Source document:
Begin
If you look inside of this generated file, you will find a class definition. For each XAML file, the XAML compiler builds a class derived from the class for the root element of the file. In the example shown earlier, the root element was a FlowPanel, so the generated class derives from FlowPanel:

public partial class MyPanel : MSAvalon.Windows.Controls.FlowPanel { ... }

Inside of the class's initialization code, it creates the other elements specified in the XAML:

MSAvalon.Windows.Controls.FlowPanel _FlowPanel_1_ = this;
MSAvalon.Windows.Controls.Text _Text_2_ = 
    new MSAvalon.Windows.Controls.Text();
    .AddText("Hello World");
MSAvalon.Windows.Controls.Button _Button_3_ = 
    new MSAvalon.Windows.Controls.Button();
    .AddText("Click me!");

The lines where the Text and Button objects are created are highlighted in bold. The remaining code simply sets the text of the two elements, and then makes them children of the FlowPanel, so that the tree structure of the original XAML is reflected at runtime. Note that all of this code is generated at compile time -- the XAML itself is not needed at runtime. (Having said that, if you want to generate user interfaces dynamically, it is not necessary to go through this compilation step -- it is also possible to parse XAML at runtime. WinFX provides an API for converting uncompiled XAML directly into objects.)
End
Rows from a segmentation dataset:
Begin
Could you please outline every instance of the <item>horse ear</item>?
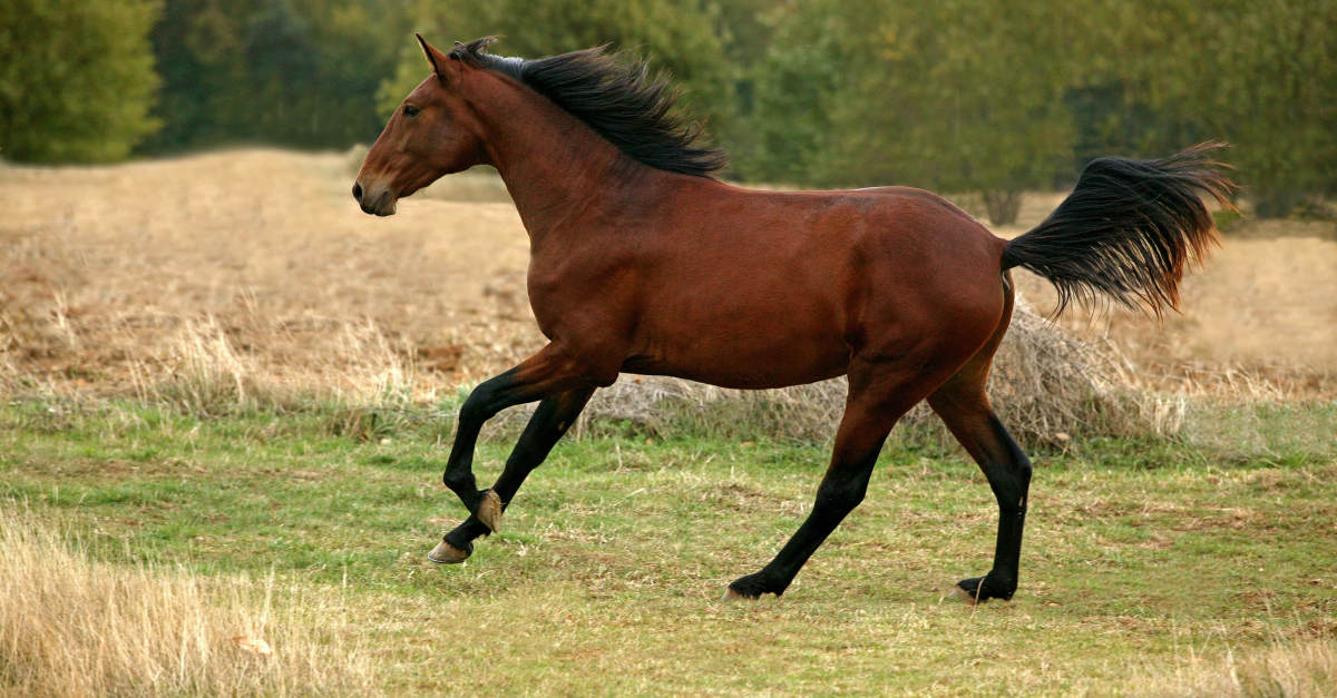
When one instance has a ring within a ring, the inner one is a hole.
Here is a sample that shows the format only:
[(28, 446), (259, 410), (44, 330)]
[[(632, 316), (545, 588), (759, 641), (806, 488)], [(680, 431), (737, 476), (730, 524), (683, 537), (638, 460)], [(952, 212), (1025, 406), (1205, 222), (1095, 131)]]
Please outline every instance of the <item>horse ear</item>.
[(427, 55), (427, 62), (432, 64), (432, 72), (441, 78), (448, 78), (447, 71), (451, 70), (451, 57), (440, 52), (432, 44), (422, 39), (421, 33), (414, 33), (418, 37), (418, 45), (422, 47), (422, 53)]

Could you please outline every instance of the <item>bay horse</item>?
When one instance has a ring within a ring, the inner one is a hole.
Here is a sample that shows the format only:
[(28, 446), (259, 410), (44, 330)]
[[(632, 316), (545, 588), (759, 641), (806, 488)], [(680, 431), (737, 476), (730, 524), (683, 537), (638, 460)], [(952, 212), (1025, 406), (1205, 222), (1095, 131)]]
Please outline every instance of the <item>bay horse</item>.
[[(1012, 267), (1050, 279), (1060, 309), (1098, 293), (1159, 317), (1186, 265), (1219, 243), (1205, 191), (1233, 185), (1205, 143), (1159, 160), (1090, 163), (1072, 194), (1011, 242), (906, 187), (755, 191), (713, 177), (718, 150), (674, 111), (667, 79), (603, 48), (537, 60), (448, 52), (394, 111), (353, 185), (368, 214), (437, 178), (491, 164), (529, 234), (528, 290), (550, 340), (460, 409), (444, 481), (469, 517), (428, 555), (459, 563), (495, 532), (524, 479), (619, 373), (762, 389), (849, 377), (830, 467), (798, 532), (726, 599), (783, 594), (864, 499), (892, 427), (928, 400), (979, 463), (1000, 511), (993, 567), (959, 583), (975, 603), (1017, 587), (1031, 461), (985, 394), (1012, 316)], [(473, 449), (501, 409), (539, 401), (496, 483)]]

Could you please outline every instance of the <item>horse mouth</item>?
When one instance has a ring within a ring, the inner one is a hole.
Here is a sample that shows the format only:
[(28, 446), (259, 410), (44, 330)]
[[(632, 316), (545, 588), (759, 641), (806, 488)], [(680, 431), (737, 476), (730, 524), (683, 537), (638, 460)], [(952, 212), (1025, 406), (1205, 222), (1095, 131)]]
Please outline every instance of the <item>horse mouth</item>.
[(389, 190), (382, 191), (380, 197), (374, 199), (368, 197), (362, 201), (362, 213), (373, 214), (378, 217), (394, 215), (396, 210), (396, 197)]

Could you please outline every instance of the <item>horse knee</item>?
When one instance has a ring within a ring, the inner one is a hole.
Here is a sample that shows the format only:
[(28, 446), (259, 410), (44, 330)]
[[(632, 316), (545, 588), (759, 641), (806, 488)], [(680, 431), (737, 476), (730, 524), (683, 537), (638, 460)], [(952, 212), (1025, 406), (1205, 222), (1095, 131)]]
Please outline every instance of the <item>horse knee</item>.
[(824, 480), (817, 488), (817, 505), (830, 507), (840, 513), (849, 513), (868, 495), (868, 480)]

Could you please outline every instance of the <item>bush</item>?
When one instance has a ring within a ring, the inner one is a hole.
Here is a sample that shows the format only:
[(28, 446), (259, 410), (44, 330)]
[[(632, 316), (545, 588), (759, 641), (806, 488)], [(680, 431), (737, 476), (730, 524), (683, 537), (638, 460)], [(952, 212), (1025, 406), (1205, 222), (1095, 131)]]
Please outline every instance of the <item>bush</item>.
[(156, 128), (151, 0), (0, 4), (0, 156), (108, 162)]

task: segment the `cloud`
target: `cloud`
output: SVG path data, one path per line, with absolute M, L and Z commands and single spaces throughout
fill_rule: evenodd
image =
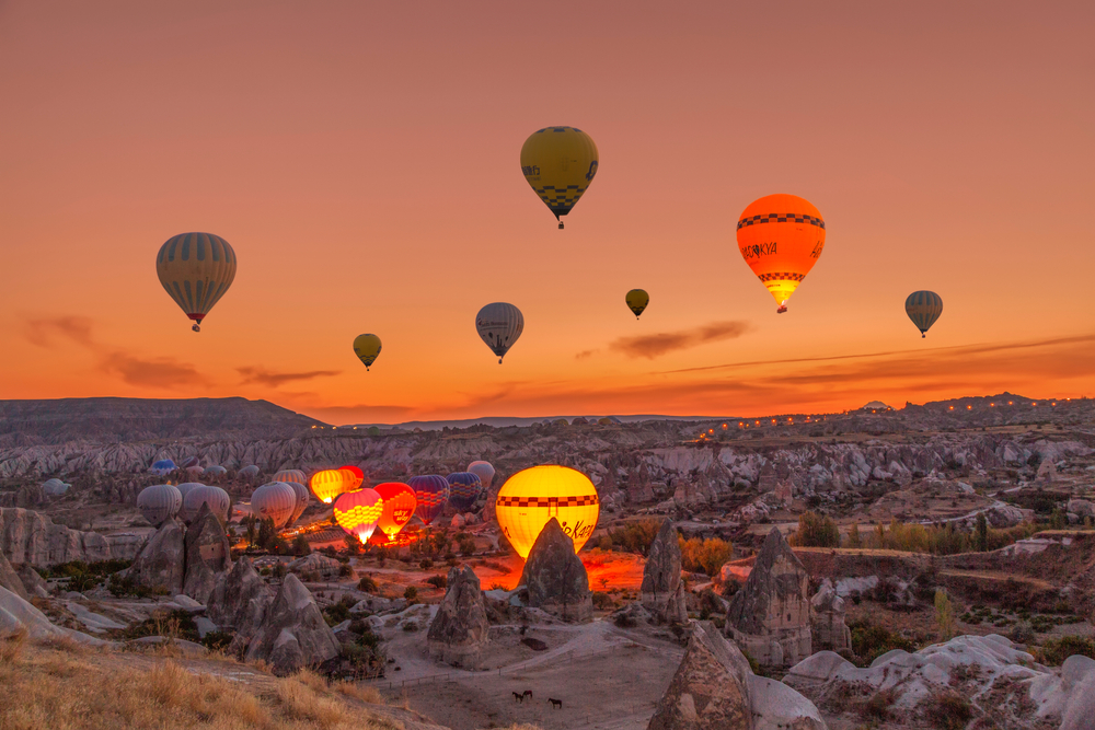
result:
M 314 378 L 331 378 L 341 374 L 341 370 L 309 370 L 308 372 L 270 372 L 261 366 L 250 368 L 237 368 L 243 376 L 243 384 L 258 383 L 260 385 L 270 385 L 277 387 L 283 383 L 291 383 L 298 380 L 312 380 Z
M 54 347 L 58 338 L 69 339 L 84 347 L 93 347 L 91 340 L 91 317 L 58 316 L 43 320 L 27 320 L 23 334 L 38 347 Z
M 146 360 L 126 352 L 114 351 L 103 357 L 100 369 L 119 375 L 130 385 L 172 389 L 206 383 L 206 379 L 194 366 L 188 362 L 177 362 L 172 358 Z
M 749 332 L 748 322 L 712 322 L 692 329 L 664 332 L 657 335 L 638 335 L 621 337 L 609 345 L 609 349 L 622 352 L 630 358 L 661 357 L 673 350 L 685 350 L 707 343 L 723 339 L 735 339 Z

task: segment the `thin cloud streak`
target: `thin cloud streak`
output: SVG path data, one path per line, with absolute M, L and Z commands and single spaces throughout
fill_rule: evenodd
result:
M 655 335 L 621 337 L 609 345 L 610 350 L 622 352 L 630 358 L 653 360 L 673 350 L 687 350 L 707 343 L 736 339 L 749 332 L 748 322 L 712 322 L 691 329 L 662 332 Z M 579 357 L 584 354 L 579 352 Z

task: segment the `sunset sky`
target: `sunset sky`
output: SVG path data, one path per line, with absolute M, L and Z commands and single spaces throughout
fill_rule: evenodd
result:
M 1095 395 L 1095 4 L 734 4 L 0 0 L 0 398 L 346 424 Z M 548 125 L 600 152 L 564 231 L 519 165 Z M 782 315 L 735 244 L 772 193 L 827 224 Z M 185 231 L 240 262 L 200 334 L 154 269 Z M 526 320 L 503 366 L 494 301 Z

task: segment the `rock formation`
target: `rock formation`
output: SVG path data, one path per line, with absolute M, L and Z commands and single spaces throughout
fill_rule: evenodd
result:
M 182 522 L 171 518 L 145 544 L 127 575 L 141 586 L 165 588 L 175 594 L 183 591 L 185 571 L 185 531 Z
M 529 606 L 542 609 L 568 622 L 593 617 L 593 594 L 586 566 L 574 553 L 572 541 L 558 520 L 552 518 L 533 543 L 525 563 L 521 583 L 529 591 Z
M 203 505 L 186 529 L 186 578 L 183 593 L 205 603 L 217 578 L 232 566 L 232 553 L 224 525 Z
M 426 636 L 429 653 L 453 667 L 476 667 L 489 629 L 479 576 L 470 566 L 450 568 L 445 600 Z
M 217 579 L 206 602 L 206 616 L 221 628 L 233 629 L 239 639 L 235 646 L 242 648 L 258 633 L 274 595 L 251 559 L 240 558 Z
M 810 599 L 810 648 L 814 651 L 851 651 L 852 631 L 844 623 L 844 599 L 837 595 L 832 581 L 821 581 Z
M 793 688 L 753 675 L 749 662 L 706 622 L 692 624 L 688 650 L 647 730 L 826 730 L 817 707 Z
M 286 676 L 337 656 L 338 640 L 315 599 L 296 576 L 287 575 L 247 646 L 246 659 L 267 661 L 275 674 Z
M 810 656 L 809 575 L 773 528 L 745 588 L 734 594 L 726 630 L 761 667 L 789 667 Z
M 677 529 L 666 520 L 650 544 L 643 568 L 643 606 L 659 621 L 684 623 L 684 584 L 681 582 L 681 546 Z
M 0 508 L 0 553 L 14 565 L 48 568 L 71 560 L 129 559 L 137 554 L 132 537 L 70 530 L 39 512 Z
M 26 588 L 23 587 L 23 580 L 15 572 L 15 569 L 11 567 L 8 563 L 8 558 L 0 553 L 0 588 L 7 588 L 9 591 L 14 593 L 21 599 L 30 598 L 26 593 Z

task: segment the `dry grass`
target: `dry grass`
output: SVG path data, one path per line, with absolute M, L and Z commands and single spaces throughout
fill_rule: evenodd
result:
M 28 642 L 25 634 L 0 637 L 2 730 L 403 727 L 355 702 L 373 703 L 373 691 L 332 687 L 311 672 L 278 679 L 241 671 L 229 679 L 155 654 L 70 649 L 65 642 Z M 223 667 L 216 661 L 205 669 Z

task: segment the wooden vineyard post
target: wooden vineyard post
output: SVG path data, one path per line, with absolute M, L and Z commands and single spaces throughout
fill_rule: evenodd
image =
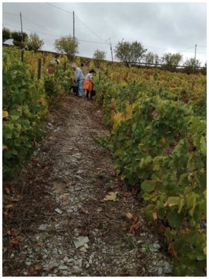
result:
M 21 61 L 23 63 L 24 61 L 24 50 L 21 51 Z
M 40 79 L 40 70 L 41 70 L 41 59 L 39 58 L 38 62 L 38 80 Z

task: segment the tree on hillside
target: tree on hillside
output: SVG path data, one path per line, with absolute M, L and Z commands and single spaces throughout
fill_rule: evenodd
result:
M 3 28 L 2 30 L 2 41 L 4 43 L 7 40 L 11 38 L 11 31 L 8 28 Z
M 160 57 L 159 55 L 155 54 L 154 55 L 154 63 L 157 66 L 160 63 Z
M 24 48 L 26 46 L 28 35 L 26 33 L 14 31 L 11 33 L 13 45 L 20 48 Z
M 155 54 L 153 52 L 148 52 L 145 54 L 145 63 L 153 64 L 155 61 Z
M 70 35 L 55 40 L 54 45 L 58 52 L 66 54 L 70 60 L 72 60 L 75 54 L 78 53 L 78 40 L 74 40 Z
M 100 63 L 102 62 L 102 61 L 104 60 L 106 58 L 106 52 L 103 52 L 102 50 L 96 50 L 94 52 L 93 58 L 94 59 L 96 59 L 97 66 L 99 67 Z
M 147 50 L 137 41 L 130 43 L 122 40 L 118 43 L 114 51 L 116 57 L 130 66 L 131 63 L 140 62 Z
M 182 59 L 183 56 L 179 53 L 175 54 L 167 53 L 162 57 L 162 63 L 164 64 L 162 67 L 166 70 L 175 70 Z
M 34 50 L 34 52 L 40 50 L 43 45 L 43 40 L 41 40 L 36 33 L 31 33 L 26 41 L 29 50 Z
M 184 66 L 185 67 L 183 70 L 187 74 L 196 73 L 198 70 L 198 67 L 200 67 L 201 64 L 201 63 L 199 60 L 195 60 L 194 58 L 190 58 L 189 59 L 187 59 L 184 63 Z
End
Given task A: According to the XAML passage, why does the generated code make the Text and Button objects children of the FlowPanel? Answer in one to three sentences.
Given task B: Rewrite the paragraph of the XAML passage that begins "The lines where the Text and Button objects" as a short bulleted list that keeps its main facts.
Given task C: In the XAML passage, what does WinFX provide for working with uncompiled XAML?

Full solution A: The generated code makes them children of the FlowPanel so that the tree structure of the original XAML is reflected at runtime.

Full solution B:
- The lines that create the Text and Button objects are highlighted in bold.
- The remaining code sets the text of the two elements and makes them children of the FlowPanel, so the runtime tree matches the original XAML.
- All of this code is generated at compile time, and the XAML itself is not needed at runtime.
- For dynamically generated user interfaces, the compilation step can be skipped, because XAML can also be parsed at runtime.
- WinFX provides an API for converting uncompiled XAML directly into objects.

Full solution C: WinFX provides an API for converting uncompiled XAML directly into objects.